--- START ---

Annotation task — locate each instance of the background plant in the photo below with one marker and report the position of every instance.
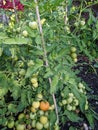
(24, 74)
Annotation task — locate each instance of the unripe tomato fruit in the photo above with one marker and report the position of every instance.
(32, 115)
(33, 109)
(21, 116)
(64, 102)
(43, 120)
(35, 85)
(76, 102)
(46, 126)
(33, 25)
(33, 123)
(41, 112)
(43, 21)
(69, 107)
(75, 60)
(73, 49)
(44, 105)
(33, 80)
(80, 85)
(25, 33)
(69, 100)
(10, 124)
(39, 126)
(39, 96)
(71, 95)
(20, 127)
(73, 55)
(36, 104)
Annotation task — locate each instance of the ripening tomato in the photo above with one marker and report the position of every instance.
(39, 126)
(46, 126)
(25, 33)
(35, 85)
(73, 49)
(43, 119)
(21, 116)
(33, 25)
(33, 80)
(10, 124)
(20, 127)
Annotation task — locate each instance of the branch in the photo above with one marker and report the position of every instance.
(15, 10)
(45, 55)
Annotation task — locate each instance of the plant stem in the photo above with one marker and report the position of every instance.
(45, 55)
(15, 10)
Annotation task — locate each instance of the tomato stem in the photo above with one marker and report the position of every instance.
(45, 55)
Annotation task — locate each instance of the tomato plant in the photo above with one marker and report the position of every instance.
(39, 47)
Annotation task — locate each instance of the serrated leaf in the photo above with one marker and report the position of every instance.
(33, 69)
(90, 118)
(16, 41)
(54, 84)
(72, 128)
(38, 39)
(72, 116)
(80, 97)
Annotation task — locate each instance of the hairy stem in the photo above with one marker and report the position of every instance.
(45, 55)
(15, 10)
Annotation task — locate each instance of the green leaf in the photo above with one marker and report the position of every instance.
(72, 128)
(33, 69)
(80, 97)
(72, 116)
(54, 83)
(3, 36)
(16, 41)
(90, 118)
(38, 39)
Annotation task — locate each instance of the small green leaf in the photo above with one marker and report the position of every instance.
(72, 116)
(54, 84)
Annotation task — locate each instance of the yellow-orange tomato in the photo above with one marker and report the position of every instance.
(44, 105)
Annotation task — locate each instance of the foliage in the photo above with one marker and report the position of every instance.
(24, 75)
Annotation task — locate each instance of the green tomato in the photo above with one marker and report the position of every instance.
(43, 119)
(73, 108)
(22, 72)
(73, 55)
(32, 115)
(46, 126)
(75, 60)
(69, 107)
(81, 90)
(30, 63)
(80, 85)
(76, 24)
(82, 23)
(41, 112)
(86, 107)
(20, 127)
(76, 102)
(39, 126)
(64, 102)
(10, 124)
(71, 95)
(3, 91)
(21, 116)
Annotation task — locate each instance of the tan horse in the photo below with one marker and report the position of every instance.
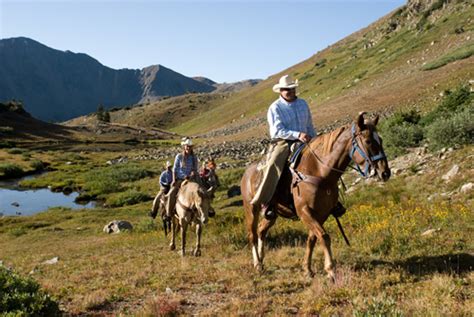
(313, 186)
(193, 205)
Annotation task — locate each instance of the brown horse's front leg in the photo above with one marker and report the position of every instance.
(197, 251)
(317, 229)
(310, 243)
(263, 227)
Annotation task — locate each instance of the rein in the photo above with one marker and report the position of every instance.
(369, 160)
(369, 163)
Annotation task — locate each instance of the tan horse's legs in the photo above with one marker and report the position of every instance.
(197, 251)
(310, 243)
(317, 229)
(184, 227)
(251, 221)
(263, 227)
(174, 226)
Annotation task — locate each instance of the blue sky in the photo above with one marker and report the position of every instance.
(225, 41)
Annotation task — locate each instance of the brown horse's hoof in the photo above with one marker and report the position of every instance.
(259, 267)
(332, 277)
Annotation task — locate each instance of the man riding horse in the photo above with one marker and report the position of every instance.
(290, 121)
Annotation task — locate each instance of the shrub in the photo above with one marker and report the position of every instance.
(16, 150)
(401, 131)
(37, 165)
(457, 129)
(6, 130)
(129, 197)
(10, 170)
(454, 102)
(21, 296)
(7, 144)
(460, 53)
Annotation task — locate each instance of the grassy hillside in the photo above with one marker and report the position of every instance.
(392, 268)
(403, 60)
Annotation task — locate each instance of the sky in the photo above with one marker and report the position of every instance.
(225, 41)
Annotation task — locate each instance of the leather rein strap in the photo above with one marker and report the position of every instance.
(183, 206)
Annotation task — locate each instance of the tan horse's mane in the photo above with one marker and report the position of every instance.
(325, 142)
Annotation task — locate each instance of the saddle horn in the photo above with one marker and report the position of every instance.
(360, 120)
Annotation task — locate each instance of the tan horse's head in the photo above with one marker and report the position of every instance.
(367, 148)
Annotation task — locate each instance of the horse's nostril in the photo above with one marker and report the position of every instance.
(386, 174)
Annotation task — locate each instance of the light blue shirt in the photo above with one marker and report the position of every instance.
(183, 169)
(166, 178)
(288, 119)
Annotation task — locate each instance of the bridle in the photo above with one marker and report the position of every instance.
(369, 160)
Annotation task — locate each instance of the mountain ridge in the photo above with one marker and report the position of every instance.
(74, 84)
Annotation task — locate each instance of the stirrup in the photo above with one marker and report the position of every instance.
(268, 212)
(339, 210)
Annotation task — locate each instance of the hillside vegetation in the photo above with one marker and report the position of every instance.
(404, 60)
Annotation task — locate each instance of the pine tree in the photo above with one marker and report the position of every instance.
(100, 113)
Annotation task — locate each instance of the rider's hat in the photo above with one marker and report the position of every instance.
(186, 141)
(285, 82)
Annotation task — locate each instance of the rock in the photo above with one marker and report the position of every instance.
(452, 172)
(466, 188)
(430, 232)
(233, 191)
(117, 226)
(52, 261)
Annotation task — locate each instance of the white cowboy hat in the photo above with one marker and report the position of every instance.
(186, 141)
(285, 82)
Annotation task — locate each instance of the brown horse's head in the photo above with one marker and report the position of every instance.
(367, 150)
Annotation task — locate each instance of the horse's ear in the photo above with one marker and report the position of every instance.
(376, 120)
(360, 120)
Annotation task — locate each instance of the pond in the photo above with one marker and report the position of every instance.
(17, 201)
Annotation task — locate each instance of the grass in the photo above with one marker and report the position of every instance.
(390, 269)
(458, 54)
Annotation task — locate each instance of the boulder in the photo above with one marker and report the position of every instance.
(452, 172)
(117, 226)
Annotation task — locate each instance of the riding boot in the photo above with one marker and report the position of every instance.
(268, 211)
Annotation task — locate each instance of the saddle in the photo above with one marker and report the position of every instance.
(283, 198)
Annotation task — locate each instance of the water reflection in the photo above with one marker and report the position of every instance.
(14, 201)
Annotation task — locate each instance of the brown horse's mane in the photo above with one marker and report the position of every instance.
(325, 142)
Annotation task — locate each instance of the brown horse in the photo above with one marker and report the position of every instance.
(312, 186)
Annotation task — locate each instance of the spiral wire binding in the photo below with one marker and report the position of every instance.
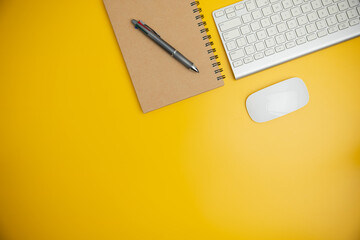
(202, 24)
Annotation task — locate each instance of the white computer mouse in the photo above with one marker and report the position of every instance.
(277, 100)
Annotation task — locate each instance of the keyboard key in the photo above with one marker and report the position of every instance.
(245, 29)
(282, 27)
(343, 25)
(270, 42)
(229, 10)
(321, 24)
(259, 46)
(354, 22)
(306, 8)
(251, 38)
(331, 21)
(248, 60)
(302, 20)
(280, 48)
(290, 35)
(269, 52)
(275, 19)
(219, 14)
(343, 5)
(257, 14)
(287, 4)
(258, 56)
(333, 9)
(296, 11)
(312, 16)
(255, 26)
(290, 45)
(301, 41)
(352, 13)
(231, 45)
(353, 3)
(231, 34)
(332, 29)
(250, 5)
(231, 15)
(265, 22)
(267, 11)
(239, 6)
(229, 24)
(292, 24)
(277, 7)
(238, 63)
(316, 4)
(271, 31)
(285, 15)
(311, 37)
(249, 50)
(311, 28)
(341, 17)
(261, 34)
(247, 18)
(322, 33)
(241, 42)
(323, 13)
(262, 3)
(326, 2)
(300, 32)
(237, 54)
(280, 39)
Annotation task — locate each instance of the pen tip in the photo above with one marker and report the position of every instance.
(195, 69)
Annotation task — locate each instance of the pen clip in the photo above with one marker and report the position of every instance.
(152, 30)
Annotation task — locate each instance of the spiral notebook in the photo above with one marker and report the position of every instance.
(158, 79)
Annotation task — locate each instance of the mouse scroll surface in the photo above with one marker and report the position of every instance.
(277, 100)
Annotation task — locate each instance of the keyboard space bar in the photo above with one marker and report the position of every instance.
(229, 24)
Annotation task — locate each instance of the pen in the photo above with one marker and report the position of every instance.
(164, 45)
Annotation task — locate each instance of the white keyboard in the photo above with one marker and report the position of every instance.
(258, 34)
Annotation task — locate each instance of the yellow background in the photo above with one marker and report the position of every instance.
(79, 160)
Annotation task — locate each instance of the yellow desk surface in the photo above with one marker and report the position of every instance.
(79, 160)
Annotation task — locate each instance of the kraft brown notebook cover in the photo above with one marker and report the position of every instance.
(158, 79)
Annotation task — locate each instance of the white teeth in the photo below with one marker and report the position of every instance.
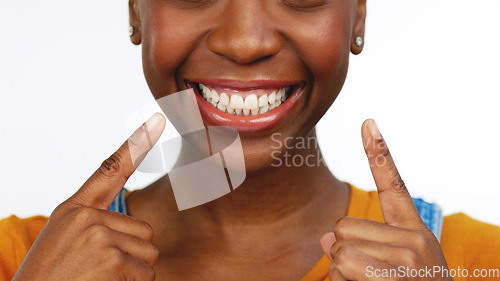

--- END ---

§ EXERCISE AIM
Write out exactly, and only, the lines running from the line with "Annotation task — locate each instance of the kraft" to the last line above, both included, with all pictures omitted.

§ RESULT OF THIS TASK
Annotation task — locate each instance of the kraft brown notebook cover in the photo above with one marker and report the position of every instance.
(158, 79)
Annotation task — locate each instance of the white teeth in the photo below with one marker and report the position of every instance.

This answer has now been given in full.